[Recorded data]
--------------------------------------------------
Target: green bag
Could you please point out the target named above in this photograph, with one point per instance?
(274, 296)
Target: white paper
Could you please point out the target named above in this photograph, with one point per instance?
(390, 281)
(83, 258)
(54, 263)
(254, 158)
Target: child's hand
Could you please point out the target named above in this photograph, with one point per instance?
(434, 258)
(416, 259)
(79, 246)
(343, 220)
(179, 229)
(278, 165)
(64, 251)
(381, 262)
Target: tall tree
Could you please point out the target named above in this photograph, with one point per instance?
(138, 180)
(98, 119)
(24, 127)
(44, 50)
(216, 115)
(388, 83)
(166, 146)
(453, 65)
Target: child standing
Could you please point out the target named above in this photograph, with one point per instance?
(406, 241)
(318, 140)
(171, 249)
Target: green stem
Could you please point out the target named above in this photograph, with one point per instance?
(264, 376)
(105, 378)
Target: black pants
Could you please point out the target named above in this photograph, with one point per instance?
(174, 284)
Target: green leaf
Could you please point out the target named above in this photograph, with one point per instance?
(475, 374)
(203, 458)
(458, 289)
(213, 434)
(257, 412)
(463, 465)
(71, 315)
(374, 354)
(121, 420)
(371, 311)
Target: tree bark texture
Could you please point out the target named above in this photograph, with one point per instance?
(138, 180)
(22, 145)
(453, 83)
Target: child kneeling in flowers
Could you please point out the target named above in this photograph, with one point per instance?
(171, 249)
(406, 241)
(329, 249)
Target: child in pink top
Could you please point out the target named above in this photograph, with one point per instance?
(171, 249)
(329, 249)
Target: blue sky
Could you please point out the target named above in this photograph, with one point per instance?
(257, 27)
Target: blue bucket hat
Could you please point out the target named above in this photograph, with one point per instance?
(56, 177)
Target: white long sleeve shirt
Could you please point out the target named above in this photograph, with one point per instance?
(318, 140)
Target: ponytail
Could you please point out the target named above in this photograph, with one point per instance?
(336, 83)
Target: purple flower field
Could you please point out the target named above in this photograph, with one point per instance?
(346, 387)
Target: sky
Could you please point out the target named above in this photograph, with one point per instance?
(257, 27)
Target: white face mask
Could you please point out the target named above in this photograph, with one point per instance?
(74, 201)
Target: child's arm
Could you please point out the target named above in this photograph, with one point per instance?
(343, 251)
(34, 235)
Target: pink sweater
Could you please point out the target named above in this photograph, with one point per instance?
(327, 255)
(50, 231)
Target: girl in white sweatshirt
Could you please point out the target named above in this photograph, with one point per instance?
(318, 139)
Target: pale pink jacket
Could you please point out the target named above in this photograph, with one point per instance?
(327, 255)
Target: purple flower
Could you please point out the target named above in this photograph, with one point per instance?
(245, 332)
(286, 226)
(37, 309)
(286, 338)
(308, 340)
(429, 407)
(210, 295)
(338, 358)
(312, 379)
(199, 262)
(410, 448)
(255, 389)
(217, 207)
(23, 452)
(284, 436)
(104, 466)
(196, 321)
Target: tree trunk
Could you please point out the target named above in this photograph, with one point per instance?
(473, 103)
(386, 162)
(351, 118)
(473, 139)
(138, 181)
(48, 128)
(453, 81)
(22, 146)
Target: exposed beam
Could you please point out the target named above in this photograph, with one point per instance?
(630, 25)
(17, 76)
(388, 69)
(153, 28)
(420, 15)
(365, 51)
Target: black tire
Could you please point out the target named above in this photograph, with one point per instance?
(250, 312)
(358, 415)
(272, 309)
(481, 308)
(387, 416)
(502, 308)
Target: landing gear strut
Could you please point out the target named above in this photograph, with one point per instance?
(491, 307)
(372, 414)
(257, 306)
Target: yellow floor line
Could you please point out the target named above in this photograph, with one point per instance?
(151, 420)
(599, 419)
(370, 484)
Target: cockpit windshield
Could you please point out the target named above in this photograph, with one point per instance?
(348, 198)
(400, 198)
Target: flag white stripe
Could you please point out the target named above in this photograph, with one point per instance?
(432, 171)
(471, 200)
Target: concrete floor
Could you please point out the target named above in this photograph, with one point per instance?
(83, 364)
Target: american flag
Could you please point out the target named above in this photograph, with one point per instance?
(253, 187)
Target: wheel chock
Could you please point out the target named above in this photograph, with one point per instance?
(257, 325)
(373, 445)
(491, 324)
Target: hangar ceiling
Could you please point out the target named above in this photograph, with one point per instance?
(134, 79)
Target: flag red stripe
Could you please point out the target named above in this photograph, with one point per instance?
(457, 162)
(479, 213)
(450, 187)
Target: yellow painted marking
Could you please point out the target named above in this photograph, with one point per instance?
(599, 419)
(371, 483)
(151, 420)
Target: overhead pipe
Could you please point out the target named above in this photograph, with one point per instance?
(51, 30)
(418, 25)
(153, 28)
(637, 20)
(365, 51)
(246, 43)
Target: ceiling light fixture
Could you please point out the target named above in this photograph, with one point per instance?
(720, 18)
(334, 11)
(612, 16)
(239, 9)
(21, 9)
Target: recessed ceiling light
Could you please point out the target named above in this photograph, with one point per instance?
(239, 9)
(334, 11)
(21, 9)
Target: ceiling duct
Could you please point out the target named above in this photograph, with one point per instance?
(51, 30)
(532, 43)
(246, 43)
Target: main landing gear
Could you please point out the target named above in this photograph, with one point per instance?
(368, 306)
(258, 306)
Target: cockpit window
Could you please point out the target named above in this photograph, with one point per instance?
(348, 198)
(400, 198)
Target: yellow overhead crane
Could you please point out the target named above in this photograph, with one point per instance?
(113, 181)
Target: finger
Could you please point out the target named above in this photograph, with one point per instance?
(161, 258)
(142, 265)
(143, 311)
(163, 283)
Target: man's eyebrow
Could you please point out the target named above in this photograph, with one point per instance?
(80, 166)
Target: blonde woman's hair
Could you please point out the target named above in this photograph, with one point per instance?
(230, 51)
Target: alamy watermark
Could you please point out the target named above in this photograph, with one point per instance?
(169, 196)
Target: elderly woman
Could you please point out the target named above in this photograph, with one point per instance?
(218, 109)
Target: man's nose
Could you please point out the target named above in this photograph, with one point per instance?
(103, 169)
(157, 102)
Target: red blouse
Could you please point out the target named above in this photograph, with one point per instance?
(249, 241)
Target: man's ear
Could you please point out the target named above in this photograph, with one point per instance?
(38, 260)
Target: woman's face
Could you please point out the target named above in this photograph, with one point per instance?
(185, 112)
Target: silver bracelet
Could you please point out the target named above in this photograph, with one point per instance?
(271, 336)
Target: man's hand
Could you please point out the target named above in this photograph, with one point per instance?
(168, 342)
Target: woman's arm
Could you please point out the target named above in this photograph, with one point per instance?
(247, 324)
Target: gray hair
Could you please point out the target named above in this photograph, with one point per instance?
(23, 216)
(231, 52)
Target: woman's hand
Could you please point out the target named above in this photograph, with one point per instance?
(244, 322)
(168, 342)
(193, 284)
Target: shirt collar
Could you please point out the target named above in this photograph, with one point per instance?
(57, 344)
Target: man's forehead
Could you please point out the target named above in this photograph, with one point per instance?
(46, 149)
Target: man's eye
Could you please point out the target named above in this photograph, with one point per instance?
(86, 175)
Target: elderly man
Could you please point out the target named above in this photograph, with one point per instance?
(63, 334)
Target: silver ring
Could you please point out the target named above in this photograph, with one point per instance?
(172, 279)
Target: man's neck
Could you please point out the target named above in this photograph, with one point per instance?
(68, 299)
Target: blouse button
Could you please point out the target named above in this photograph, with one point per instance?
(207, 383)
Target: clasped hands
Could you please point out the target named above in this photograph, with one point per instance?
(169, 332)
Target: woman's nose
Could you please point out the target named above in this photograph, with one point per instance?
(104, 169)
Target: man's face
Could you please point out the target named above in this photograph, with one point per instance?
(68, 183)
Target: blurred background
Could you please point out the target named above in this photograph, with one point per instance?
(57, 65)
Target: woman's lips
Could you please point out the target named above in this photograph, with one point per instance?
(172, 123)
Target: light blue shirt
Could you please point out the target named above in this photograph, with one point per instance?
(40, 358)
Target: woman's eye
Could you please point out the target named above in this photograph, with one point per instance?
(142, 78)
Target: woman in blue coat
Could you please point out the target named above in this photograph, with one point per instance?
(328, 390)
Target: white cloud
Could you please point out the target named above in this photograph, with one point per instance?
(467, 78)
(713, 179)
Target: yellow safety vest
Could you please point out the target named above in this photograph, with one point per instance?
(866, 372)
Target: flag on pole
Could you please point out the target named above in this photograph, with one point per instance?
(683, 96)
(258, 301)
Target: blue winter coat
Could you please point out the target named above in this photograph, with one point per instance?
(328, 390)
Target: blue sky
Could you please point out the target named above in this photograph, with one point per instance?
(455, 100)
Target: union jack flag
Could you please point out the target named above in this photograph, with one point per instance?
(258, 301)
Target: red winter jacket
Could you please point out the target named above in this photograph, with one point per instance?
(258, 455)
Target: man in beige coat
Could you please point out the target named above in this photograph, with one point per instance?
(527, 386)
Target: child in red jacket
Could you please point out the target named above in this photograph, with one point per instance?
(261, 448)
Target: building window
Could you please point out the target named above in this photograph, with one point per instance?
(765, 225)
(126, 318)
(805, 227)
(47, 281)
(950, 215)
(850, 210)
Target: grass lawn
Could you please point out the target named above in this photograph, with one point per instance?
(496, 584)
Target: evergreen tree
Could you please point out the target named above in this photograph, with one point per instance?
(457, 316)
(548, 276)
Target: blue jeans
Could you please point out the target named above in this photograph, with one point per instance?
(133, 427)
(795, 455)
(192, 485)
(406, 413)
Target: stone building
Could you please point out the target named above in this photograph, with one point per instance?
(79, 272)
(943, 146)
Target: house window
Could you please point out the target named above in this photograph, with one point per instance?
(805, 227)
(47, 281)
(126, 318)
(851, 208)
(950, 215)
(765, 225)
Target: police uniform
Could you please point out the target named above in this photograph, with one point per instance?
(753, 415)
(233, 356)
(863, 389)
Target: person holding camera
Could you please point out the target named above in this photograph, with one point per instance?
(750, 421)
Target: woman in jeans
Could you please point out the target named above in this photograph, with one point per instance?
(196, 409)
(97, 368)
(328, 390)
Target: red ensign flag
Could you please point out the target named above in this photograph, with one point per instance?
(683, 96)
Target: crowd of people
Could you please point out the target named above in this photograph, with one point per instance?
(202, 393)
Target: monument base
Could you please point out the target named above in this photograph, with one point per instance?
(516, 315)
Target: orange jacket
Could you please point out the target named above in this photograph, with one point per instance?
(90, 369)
--------------------------------------------------
◆ ASSIGNMENT
Check each line of the entries above for the word "yellow". List the ones that have it.

◆ ANSWER SPACE
Target: yellow floor line
Target: yellow painted marking
Target: yellow overhead crane
Target: yellow safety vest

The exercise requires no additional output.